What needs to be done: How many lines of the records below contain the word "light"? Reply with the number alone.

(Spatial annotation records)
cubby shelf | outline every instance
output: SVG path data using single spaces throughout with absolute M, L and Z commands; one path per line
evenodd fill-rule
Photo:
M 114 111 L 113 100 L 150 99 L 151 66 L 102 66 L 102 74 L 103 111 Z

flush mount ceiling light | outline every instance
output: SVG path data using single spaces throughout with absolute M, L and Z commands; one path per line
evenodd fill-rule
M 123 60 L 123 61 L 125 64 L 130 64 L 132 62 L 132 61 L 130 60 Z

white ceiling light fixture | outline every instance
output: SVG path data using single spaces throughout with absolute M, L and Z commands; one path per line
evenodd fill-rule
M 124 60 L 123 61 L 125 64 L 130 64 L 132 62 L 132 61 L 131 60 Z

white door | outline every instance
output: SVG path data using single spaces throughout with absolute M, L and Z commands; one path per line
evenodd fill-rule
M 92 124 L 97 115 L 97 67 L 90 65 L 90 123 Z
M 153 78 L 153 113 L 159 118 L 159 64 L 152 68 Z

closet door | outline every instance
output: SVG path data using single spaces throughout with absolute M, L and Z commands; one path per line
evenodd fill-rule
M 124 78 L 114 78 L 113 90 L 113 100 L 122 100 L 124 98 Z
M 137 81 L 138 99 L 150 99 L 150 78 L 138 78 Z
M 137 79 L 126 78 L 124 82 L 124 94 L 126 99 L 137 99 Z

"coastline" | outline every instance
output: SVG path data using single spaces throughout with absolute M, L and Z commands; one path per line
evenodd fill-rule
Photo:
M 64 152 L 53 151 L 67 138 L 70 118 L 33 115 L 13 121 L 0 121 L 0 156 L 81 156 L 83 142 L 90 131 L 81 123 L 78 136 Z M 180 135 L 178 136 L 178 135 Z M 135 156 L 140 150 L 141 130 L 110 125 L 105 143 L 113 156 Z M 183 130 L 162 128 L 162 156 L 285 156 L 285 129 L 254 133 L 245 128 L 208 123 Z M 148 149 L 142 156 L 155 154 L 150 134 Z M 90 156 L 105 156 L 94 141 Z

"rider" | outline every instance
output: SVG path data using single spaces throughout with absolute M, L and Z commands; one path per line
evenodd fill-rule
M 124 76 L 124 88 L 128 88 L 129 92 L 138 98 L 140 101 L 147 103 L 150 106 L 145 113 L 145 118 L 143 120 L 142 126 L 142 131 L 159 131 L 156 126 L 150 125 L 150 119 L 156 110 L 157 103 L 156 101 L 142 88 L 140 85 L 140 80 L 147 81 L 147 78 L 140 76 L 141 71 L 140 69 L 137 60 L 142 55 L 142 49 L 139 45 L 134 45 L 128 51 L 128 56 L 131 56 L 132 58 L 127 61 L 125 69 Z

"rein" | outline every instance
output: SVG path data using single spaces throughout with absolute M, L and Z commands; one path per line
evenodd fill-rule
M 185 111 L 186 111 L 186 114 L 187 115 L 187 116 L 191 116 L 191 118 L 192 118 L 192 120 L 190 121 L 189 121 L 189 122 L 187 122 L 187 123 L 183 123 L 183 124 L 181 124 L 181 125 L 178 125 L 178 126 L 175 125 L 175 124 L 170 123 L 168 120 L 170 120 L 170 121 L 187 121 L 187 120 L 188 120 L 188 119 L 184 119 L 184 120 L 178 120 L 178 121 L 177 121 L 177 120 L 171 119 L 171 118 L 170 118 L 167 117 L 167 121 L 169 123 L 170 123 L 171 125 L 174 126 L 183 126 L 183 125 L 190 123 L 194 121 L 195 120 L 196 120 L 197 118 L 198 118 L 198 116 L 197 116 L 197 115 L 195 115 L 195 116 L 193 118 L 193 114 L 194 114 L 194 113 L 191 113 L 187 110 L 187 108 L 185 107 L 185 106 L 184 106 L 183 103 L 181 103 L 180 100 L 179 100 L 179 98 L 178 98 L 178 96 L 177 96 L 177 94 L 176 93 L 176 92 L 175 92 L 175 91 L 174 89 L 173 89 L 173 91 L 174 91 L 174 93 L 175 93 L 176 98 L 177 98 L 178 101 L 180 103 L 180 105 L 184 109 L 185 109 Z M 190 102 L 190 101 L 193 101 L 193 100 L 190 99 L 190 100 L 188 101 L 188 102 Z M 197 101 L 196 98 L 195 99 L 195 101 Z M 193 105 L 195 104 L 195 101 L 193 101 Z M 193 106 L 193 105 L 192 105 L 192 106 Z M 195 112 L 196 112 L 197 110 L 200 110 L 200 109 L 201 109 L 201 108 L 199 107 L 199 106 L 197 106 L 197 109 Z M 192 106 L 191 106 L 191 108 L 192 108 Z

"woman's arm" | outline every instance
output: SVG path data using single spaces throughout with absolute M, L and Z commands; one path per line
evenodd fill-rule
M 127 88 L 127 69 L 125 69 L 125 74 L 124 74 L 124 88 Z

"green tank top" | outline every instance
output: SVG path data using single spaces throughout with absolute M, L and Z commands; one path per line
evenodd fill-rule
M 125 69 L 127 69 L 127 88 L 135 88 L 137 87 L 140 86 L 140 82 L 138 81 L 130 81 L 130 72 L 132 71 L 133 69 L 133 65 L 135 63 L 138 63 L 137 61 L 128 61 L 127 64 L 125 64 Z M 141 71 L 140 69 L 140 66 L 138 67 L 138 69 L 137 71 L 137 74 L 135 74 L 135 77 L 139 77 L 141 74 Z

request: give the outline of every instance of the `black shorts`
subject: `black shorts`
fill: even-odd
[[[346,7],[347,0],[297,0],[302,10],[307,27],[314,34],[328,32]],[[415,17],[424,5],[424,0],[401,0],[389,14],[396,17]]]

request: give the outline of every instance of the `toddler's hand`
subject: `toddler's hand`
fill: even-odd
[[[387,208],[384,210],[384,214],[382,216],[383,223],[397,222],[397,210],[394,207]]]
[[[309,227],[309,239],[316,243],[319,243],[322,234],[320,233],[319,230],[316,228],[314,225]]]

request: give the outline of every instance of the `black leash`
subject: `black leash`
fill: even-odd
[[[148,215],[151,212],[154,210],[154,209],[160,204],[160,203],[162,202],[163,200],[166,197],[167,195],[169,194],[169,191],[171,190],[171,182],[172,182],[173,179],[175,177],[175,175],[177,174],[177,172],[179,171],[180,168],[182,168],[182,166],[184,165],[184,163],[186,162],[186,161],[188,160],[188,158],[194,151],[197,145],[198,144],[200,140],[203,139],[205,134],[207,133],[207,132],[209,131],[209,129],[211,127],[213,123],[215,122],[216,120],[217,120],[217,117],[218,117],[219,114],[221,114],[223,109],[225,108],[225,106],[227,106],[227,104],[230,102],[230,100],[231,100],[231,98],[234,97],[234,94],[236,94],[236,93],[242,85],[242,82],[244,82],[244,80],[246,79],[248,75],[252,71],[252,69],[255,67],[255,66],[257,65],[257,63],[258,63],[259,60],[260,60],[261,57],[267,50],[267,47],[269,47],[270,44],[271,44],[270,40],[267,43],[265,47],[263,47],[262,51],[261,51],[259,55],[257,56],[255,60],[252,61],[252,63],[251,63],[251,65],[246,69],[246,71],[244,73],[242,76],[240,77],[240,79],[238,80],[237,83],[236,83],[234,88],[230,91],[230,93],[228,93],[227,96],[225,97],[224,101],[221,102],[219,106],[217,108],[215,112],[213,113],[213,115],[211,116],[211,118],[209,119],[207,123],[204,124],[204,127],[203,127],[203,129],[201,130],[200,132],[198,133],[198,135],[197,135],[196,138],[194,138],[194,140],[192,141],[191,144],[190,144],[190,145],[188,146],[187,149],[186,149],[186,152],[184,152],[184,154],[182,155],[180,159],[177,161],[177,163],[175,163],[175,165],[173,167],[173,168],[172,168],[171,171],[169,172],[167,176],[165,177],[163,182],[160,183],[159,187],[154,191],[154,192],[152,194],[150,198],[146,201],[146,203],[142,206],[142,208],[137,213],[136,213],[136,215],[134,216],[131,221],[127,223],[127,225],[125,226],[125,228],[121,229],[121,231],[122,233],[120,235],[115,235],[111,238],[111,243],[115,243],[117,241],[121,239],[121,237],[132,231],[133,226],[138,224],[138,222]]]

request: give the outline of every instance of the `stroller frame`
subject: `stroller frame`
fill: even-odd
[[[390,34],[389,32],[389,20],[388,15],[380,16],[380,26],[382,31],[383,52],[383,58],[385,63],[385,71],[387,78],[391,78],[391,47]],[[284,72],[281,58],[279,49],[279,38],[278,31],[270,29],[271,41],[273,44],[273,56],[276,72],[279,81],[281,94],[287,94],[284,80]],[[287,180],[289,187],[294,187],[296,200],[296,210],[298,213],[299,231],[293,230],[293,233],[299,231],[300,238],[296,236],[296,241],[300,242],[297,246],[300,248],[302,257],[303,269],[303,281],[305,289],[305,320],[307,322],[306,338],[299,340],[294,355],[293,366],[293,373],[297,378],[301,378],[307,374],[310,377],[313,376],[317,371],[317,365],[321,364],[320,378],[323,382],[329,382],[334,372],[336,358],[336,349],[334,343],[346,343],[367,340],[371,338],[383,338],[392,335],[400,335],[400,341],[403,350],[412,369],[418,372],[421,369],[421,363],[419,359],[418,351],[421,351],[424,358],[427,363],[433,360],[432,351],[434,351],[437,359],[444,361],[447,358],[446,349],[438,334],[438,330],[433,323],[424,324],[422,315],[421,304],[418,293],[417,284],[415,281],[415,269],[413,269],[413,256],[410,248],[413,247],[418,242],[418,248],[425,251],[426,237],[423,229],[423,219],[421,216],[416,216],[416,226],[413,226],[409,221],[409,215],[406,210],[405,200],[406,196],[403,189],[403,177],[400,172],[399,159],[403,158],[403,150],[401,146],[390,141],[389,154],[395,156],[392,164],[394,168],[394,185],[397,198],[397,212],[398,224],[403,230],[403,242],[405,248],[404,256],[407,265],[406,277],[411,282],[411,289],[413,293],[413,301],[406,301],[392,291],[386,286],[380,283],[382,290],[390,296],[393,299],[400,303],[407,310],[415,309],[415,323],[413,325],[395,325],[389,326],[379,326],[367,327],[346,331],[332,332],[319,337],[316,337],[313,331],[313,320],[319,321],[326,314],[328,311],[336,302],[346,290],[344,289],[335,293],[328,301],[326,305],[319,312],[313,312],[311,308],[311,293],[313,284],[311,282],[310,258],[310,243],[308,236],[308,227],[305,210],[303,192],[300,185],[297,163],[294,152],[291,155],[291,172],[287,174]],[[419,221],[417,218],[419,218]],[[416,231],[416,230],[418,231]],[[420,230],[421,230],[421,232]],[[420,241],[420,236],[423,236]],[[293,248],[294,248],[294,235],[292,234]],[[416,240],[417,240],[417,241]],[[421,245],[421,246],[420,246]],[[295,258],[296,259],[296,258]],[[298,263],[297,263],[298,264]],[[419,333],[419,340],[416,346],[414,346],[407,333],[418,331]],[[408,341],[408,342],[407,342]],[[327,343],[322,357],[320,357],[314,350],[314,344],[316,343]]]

Answer: 2